**TEXT BLOCK**
□ □ □

Robert Mahari (MIT & Harvard), Deriving computational insights from legal data: First, we will discuss the law as a knowledge system that grows by means of citations. We will compare the citation networks in law and science by leveraging tools from “science-of-science”. We will explore how, despite the fundamental differences between the two systems, the core citation dynamics are remarkably universal, suggesting that the citation dynamics are largely shaped by intrinsic human constraints and robust against the numerous factors that distinguish the law and science. Second, we will explore how legal citation data can be used to build sophisticated NLP models that can aid in forming legal arguments by predicting relevant passages of precedent given the summary of an argument. We will discuss a state-of-the-art BERT model, trained on 530,000 examples of legal arguments made by U.S. federal judges, which predict relevant passages from precedential court decisions given a brief legal argument. We will highlight how this model performs well on unseen examples (with a top-10 prediction accuracy of 96%) and how it handles arguments from real legal briefs.
Workshop 6: Friday, March 11, 2022, Organized by University of Pittsburgh (Professor Kevin Ashley)
Daniel E. Ho (Stanford University), Large Language Models and the Law: This talk will discuss the emergence of large language models, their applicability in law and legal research, and the legal issues raised by the use of such models. We will illustrate with the CaseHOLD dataset, comprised of over 53,000+ multiple choice questions to identify the relevant holding of a cited case, and the application to mass adjudication systems in federal agencies.
Elliott Ash (ETH Zurich), Reading (Judges') Minds with Natural Language Processing: This talk will introduce some recent lines of empirical legal research that apply natural language processing to analyze beliefs and attitudes of judges and other officials. When do lawmakers use more emotion, rather than logic, in their rhetoric? When do judges use notions of economic efficiency, rather than fairness or justice, in their written opinions? What can language tell us about political views or social attitudes?
Workshop 5: Friday, February 18, 2022, Organized by University of Chicago (Professor Aloni Cohen)
Deborah Hellman (University of Virginia School of Law), What is a proxy and does it matter: A few years ago there was a controversy about the Amazon hiring tool that downgraded women applicants because the tool had learned that women are less good as software engineers. As reported in the press, the program downgraded resumes with the word “Women” as in “Women’s volleyball team” and also the resumes of candidates from two women’s colleges. If we focus in particular on the women’s college example (suppose it was Smith and Wellesley), should we consider this differently than if the program had downgraded the resumes of candidates that noted “knitting” as a hobby? What about if it had downgraded resumes in which the candidate had listed him/herself as the president of a college club which, it turns out, also correlates with sex/gender (suppose women are more likely to seek these offices than men). The question I am interested in is whether there is a meaningful, normatively significant category of a proxy. A program might use the trait itself (sex, for example) to sort. It might have a disparate impact on the basis of that trait (sex). But is there something in between, in which it uses another trait (attended Smith, likes knitting, was President of the club) that we describe as being a “proxy for sex” such that this description is descriptively and normatively meaningful?

□ □ □

**SET TASK A**
From the workshop abstracts, translate this sentence into Spanish: "This talk will introduce some recent lines of empirical legal research that apply natural language processing to analyze beliefs and attitudes of judges and other officials."
The listing has no connection to the workshop abstracts.

**INPUT DATA**
□ □ □

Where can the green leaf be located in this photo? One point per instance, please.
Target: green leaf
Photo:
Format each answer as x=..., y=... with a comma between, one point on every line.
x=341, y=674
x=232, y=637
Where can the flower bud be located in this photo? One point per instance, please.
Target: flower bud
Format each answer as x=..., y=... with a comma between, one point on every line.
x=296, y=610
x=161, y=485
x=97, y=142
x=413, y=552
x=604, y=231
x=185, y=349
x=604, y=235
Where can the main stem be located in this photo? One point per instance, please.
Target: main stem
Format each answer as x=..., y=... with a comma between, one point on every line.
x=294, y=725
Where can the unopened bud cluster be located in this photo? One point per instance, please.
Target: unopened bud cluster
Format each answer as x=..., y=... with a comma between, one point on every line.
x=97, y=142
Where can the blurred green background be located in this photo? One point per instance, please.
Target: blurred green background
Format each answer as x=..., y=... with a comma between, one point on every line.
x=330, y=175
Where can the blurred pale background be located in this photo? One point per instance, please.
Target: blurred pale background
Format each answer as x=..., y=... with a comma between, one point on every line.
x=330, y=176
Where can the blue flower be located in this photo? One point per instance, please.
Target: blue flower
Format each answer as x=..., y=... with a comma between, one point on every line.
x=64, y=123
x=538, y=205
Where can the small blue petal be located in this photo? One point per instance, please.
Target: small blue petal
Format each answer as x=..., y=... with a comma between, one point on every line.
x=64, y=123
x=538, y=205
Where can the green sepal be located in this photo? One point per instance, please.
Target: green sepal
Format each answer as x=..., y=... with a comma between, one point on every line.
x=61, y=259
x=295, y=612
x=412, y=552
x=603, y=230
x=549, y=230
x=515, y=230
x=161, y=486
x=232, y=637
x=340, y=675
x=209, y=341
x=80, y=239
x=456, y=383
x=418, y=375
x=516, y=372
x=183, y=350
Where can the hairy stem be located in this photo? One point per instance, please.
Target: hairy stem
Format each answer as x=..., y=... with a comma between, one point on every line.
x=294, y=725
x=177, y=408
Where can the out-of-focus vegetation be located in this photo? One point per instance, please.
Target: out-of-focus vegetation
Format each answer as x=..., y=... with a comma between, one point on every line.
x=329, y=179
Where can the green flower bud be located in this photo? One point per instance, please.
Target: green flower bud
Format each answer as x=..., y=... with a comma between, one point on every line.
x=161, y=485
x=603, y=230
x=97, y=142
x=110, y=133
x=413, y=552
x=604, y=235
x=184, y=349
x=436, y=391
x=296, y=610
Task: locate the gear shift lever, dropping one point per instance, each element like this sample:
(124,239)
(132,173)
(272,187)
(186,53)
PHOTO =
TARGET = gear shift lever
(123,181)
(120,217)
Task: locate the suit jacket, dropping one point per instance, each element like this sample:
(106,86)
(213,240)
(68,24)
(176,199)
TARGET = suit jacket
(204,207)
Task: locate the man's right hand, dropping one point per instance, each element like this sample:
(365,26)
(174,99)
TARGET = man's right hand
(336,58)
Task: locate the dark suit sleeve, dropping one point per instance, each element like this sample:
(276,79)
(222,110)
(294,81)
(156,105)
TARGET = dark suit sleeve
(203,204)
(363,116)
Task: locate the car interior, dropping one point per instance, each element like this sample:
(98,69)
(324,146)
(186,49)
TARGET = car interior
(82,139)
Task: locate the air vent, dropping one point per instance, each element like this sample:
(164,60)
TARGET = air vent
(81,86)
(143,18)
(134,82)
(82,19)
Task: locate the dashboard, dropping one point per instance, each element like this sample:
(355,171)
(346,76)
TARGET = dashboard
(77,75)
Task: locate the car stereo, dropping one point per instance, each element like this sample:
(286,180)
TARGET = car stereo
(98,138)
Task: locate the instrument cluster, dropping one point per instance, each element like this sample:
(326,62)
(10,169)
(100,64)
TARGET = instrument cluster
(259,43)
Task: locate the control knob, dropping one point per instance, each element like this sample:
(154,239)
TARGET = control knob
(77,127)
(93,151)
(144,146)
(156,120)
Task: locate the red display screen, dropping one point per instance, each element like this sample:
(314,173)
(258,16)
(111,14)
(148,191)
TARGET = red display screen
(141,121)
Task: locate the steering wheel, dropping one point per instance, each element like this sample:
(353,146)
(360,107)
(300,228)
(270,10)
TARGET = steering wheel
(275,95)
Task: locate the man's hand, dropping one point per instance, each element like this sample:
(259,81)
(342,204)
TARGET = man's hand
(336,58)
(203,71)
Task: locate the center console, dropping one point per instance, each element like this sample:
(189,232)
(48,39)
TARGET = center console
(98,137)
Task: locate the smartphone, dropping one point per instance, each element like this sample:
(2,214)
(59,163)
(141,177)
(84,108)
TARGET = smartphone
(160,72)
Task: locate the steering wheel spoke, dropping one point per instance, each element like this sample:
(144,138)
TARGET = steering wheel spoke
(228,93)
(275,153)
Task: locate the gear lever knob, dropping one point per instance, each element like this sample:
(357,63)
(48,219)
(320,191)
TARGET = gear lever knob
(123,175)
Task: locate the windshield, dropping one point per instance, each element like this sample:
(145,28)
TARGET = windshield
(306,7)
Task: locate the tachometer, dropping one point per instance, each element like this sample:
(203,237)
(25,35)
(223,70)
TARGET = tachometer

□ □ □

**SET TASK B**
Write out, character for character, the part of the listing that opens with its first line and closes with the line containing "x=183, y=350", including both of those lines.

**WORKED ANSWER A**
Esta charla presentará algunas líneas recientes de investigación jurídica empírica que aplican el procesamiento del lenguaje natural para analizar las creencias y actitudes de los jueces y otros funcionarios.

**WORKED ANSWER B**
Where can the green leaf be located in this photo? One point per instance, please.
Target: green leaf
Photo:
Format each answer as x=..., y=... with a comma between, one point on every line.
x=341, y=674
x=232, y=637
Where can the flower bud be located in this photo? One point per instance, please.
Target: flower bud
Format each answer as x=..., y=... with a comma between, one point on every line.
x=296, y=610
x=161, y=485
x=97, y=142
x=413, y=552
x=604, y=231
x=185, y=349
x=604, y=235
Where can the main stem be located in this photo? One point per instance, please.
Target: main stem
Format each answer as x=..., y=... with a comma between, one point on every line.
x=294, y=725
Where can the unopened bud cluster be located in this photo? One point per instance, please.
Target: unopened bud cluster
Format each answer as x=..., y=... with a comma between, one point on every line.
x=97, y=142
Where can the blurred green background be located in this photo? One point per instance, please.
Target: blurred green background
Format each answer as x=..., y=... with a comma between, one point on every line.
x=330, y=175
Where can the blurred pale background be located in this photo? One point per instance, please.
Target: blurred pale background
Format each answer as x=..., y=... with a comma between, one point on every line.
x=330, y=176
Where can the blue flower be located in this photo? One point per instance, please.
Target: blue flower
Format each answer as x=..., y=... with a comma between, one point on every line.
x=64, y=123
x=538, y=205
Where can the small blue petal be located in this photo? One point per instance, please.
Target: small blue petal
Format each answer as x=..., y=... with a comma between, one point on every line.
x=64, y=123
x=538, y=205
Where can the green sepal be located in this photo? One point per instance, please.
Target: green sepal
Format each answer as x=..., y=... with a comma between, one point on every line.
x=61, y=259
x=295, y=612
x=412, y=552
x=603, y=230
x=549, y=230
x=515, y=230
x=161, y=486
x=232, y=637
x=340, y=675
x=209, y=341
x=80, y=239
x=456, y=383
x=418, y=375
x=516, y=372
x=183, y=350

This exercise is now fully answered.